Source document:

Finance Minister Bill Morneau’s plan to transform the way big infrastructure projects are funded in Canada is facing a major test this week, as a skeptical and increasingly independent Senate weighs whether to tear his budget bill apart.
In an interview with The Globe and Mail, Mr. Morneau outlined his rationale for why critics should set their concerns aside and allow Ottawa to move ahead with a $35-billion Canada Infrastructure Bank.
Canada has a long and mostly uncontroversial history with public-private partnerships in which governments at various levels contract out the work of building and operating infrastructure such as hospitals and transit systems. These deals usually include performance bonuses or penalties based on whether or not projects are completed on time and on budget.
For the most part, these projects are ultimately paid for by governments. The proposed infrastructure bank would be different in that most of the funding for a project would come from private investors, particularly pension funds. The government would be a minority contributor. The rationale is that while many public infrastructure projects are not profitable on their own, private funds could be convinced to get involved if the government promised a negotiated rate of return that would make their investment worthwhile.

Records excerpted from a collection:

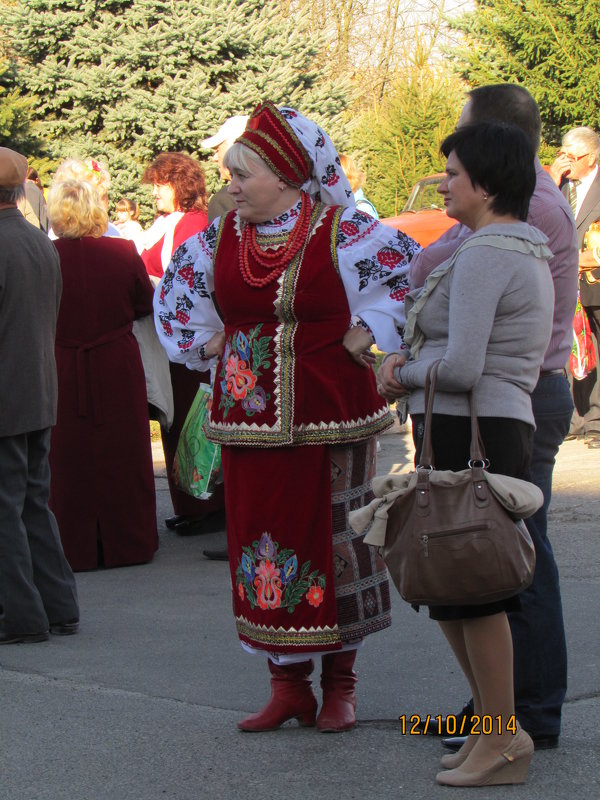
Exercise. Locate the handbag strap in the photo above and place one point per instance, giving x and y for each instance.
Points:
(477, 452)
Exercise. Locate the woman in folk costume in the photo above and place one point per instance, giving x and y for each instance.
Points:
(295, 405)
(179, 192)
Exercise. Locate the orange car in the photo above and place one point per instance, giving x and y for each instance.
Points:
(423, 217)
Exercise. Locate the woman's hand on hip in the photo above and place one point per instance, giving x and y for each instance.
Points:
(357, 342)
(387, 385)
(215, 345)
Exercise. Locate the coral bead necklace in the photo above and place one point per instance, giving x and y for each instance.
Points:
(275, 261)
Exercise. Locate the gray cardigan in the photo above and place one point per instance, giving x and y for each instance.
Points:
(489, 318)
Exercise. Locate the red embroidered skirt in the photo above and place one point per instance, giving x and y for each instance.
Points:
(302, 580)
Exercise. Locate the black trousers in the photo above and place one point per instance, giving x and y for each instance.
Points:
(37, 586)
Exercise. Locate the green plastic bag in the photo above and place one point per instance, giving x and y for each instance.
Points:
(197, 463)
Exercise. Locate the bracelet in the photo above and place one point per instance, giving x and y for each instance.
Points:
(356, 321)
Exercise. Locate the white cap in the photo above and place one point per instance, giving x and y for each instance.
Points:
(229, 131)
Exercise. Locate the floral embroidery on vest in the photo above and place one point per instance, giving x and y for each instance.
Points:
(271, 578)
(241, 367)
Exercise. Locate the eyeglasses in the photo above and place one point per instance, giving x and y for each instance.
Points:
(574, 158)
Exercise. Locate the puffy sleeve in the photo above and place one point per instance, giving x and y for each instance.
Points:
(184, 312)
(373, 261)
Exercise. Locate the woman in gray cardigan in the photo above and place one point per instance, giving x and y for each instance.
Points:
(487, 314)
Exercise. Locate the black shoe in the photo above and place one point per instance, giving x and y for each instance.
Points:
(447, 726)
(542, 741)
(171, 522)
(545, 741)
(211, 523)
(23, 638)
(454, 742)
(67, 628)
(217, 555)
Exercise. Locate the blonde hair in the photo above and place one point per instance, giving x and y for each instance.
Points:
(585, 136)
(241, 157)
(88, 171)
(75, 210)
(356, 177)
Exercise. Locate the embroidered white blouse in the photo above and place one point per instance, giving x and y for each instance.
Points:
(373, 261)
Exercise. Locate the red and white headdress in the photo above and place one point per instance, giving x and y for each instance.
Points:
(298, 151)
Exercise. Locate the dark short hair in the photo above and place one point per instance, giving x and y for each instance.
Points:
(500, 159)
(510, 103)
(184, 174)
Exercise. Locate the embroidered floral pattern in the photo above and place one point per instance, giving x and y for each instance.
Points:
(271, 578)
(243, 359)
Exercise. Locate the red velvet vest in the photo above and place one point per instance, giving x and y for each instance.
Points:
(285, 378)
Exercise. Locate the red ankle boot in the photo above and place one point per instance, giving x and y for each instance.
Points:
(338, 680)
(291, 696)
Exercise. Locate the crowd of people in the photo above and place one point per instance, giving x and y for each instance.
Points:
(274, 291)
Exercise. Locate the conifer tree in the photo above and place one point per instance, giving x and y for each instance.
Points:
(16, 129)
(552, 47)
(125, 79)
(398, 141)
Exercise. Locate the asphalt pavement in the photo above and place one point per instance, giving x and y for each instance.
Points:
(142, 704)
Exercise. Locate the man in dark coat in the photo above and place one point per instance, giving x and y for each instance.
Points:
(575, 170)
(37, 588)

Task instructions:
a: Do these statements agree with the article on the Canada Infrastructure Bank? Give yes or no for each, with the deciding words of the article quoted: (i) The proposed bank would hold $35 billion. (ii) The government would be the majority contributor to a project. (iii) Most of a project's funding would come from private investors, particularly pension funds.
b: How would the article on the Canada Infrastructure Bank go on? Resume it after its last sentence.

Set of answers:
a:
(i) Yes: "a $35-billion Canada Infrastructure Bank"
(ii) No: "The government would be a minority contributor."
(iii) Yes: "most of the funding for a project would come from private investors, particularly pension funds"

b:
According to the Finance Minister, pension funds would get a reliable long-term investment, governments would avoid adding on additional debt and the public would benefit from infrastructure projects that would not have been built otherwise.
“From my perspective, it is a win for Canadians. It’s a win for the Canadian government in terms of risk and it’s a win for Canadian and other pension investors with long-term assets that match their liabilities,” said Mr. Morneau during an interview at his Parliament Hill office.
The bank would be a source of funding and loan guarantees for these types of large projects, but it would also be a centre of expertise that would advise governments on the best way to structure the deals with private investors.
Legislation to create the Canada Infrastructure Bank is included as part of Bill C-44, Mr. Morneau’s more than 300-page omnibus budget bill. Independent Senator André Pratte is preparing to move a motion Tuesday that would split the bill, removing the provisions related to the bank so that they can receive more detailed study in the fall.
It would be highly unusual for the Senate to hold up a budget bill, but these are unusual times in the Senate. Prime Minister Justin Trudeau has only appointed senators who sit as independents, and all senators who previously sat as Liberals are no longer part of the Liberal caucus. As a result, it is unclear whether Mr. Morneau will have enough support in the Senate to get his budget bill approved intact before Parliament rises for the summer.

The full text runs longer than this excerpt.